Stories
Slash Boxes
Comments
NOTE: use Perl; is on undef hiatus. You can read content, but you can't post it. More info will be forthcoming forthcomingly.

All the Perl that's Practical to Extract and Report

use Perl Log In

Log In

[ Create a new account ]

rjbs (4671)

rjbs
  (email not shown publicly)
http://rjbs.manxome.org/
AOL IM: RicardoJBSignes (Add Buddy, Send Message)
Yahoo! ID: RicardoSignes (Add User, Send Message)

I'm a Perl coder living in Bethlehem, PA and working Philadelphia. I'm a philosopher and theologan by training, but I was shocked to learn upon my graduation that these skills don't have many associated careers. Now I write code.

Journal of rjbs (4671)

Wednesday April 05, 2006
06:09 PM

death to filehandles

[ #29229 ]

Adam has a module called Params::Util. It provides a bunch of routines that let you say something like "is this value an X value?" X might be "array" or "valid identifier" or so on. In general, I don't put that module to a lot of use. Maybe I should, but I don't.

The one routine that I do often use from it is one that I donated: _CALLABLE:

sub _CALLABLE {
    (Scalar::Util::reftype($_[0])||'') eq 'CODE'
    or
    Scalar::Util::blessed($_[0]) and overload::Method($_[0],'&{}')
    ? $_[0]
    : undef;
  }

I've reformatted it for slightly better readability. Basically, it tells you whether this will work:

$value->();

It's nice to be able to pass a bit of code into another bit of code. If you've never done it, give it a try. It's also nice that you can pass in things that act like a bit of code. As with many things in Perl, though, the problem that can arise is that people are lax in checking that they can call the thing in question.

If someone is checking whether you've passed in $data that is actually callable, you might see one of these:

if (ref $data eq 'CODE') { act_on $data->() }

if (UNIVERSAL::isa($data, 'CODE')) { act_on $data->() }

if (my $result = eval { $data->() }) { act_on $result }

These all suck.

# DATASET SECTION
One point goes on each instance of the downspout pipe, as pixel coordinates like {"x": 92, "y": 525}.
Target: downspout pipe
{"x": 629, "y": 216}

# GIVEN INSTRUCTION
Print the entire use Perl journal page about callable values again, word for word, with nothing added or left out.

# FINAL RESULT
Stories
Slash Boxes
Comments
NOTE: use Perl; is on undef hiatus. You can read content, but you can't post it. More info will be forthcoming forthcomingly.

All the Perl that's Practical to Extract and Report

use Perl Log In

Log In

[ Create a new account ]

rjbs (4671)

rjbs
  (email not shown publicly)
http://rjbs.manxome.org/
AOL IM: RicardoJBSignes (Add Buddy, Send Message)
Yahoo! ID: RicardoSignes (Add User, Send Message)

I'm a Perl coder living in Bethlehem, PA and working Philadelphia. I'm a philosopher and theologan by training, but I was shocked to learn upon my graduation that these skills don't have many associated careers. Now I write code.

Journal of rjbs (4671)

Wednesday April 05, 2006
06:09 PM

death to filehandles

[ #29229 ]

Adam has a module called Params::Util. It provides a bunch of routines that let you say something like "is this value an X value?" X might be "array" or "valid identifier" or so on. In general, I don't put that module to a lot of use. Maybe I should, but I don't.

The one routine that I do often use from it is one that I donated: _CALLABLE:

sub _CALLABLE {
    (Scalar::Util::reftype($_[0])||'') eq 'CODE'
    or
    Scalar::Util::blessed($_[0]) and overload::Method($_[0],'&{}')
    ? $_[0]
    : undef;
  }

I've reformatted it for slightly better readability. Basically, it tells you whether this will work:

$value->();

It's nice to be able to pass a bit of code into another bit of code. If you've never done it, give it a try. It's also nice that you can pass in things that act like a bit of code. As with many things in Perl, though, the problem that can arise is that people are lax in checking that they can call the thing in question.

If someone is checking whether you've passed in $data that is actually callable, you might see one of these:

if (ref $data eq 'CODE') { act_on $data->() }

if (UNIVERSAL::isa($data, 'CODE')) { act_on $data->() }

if (my $result = eval { $data->() }) { act_on $result }

These all suck.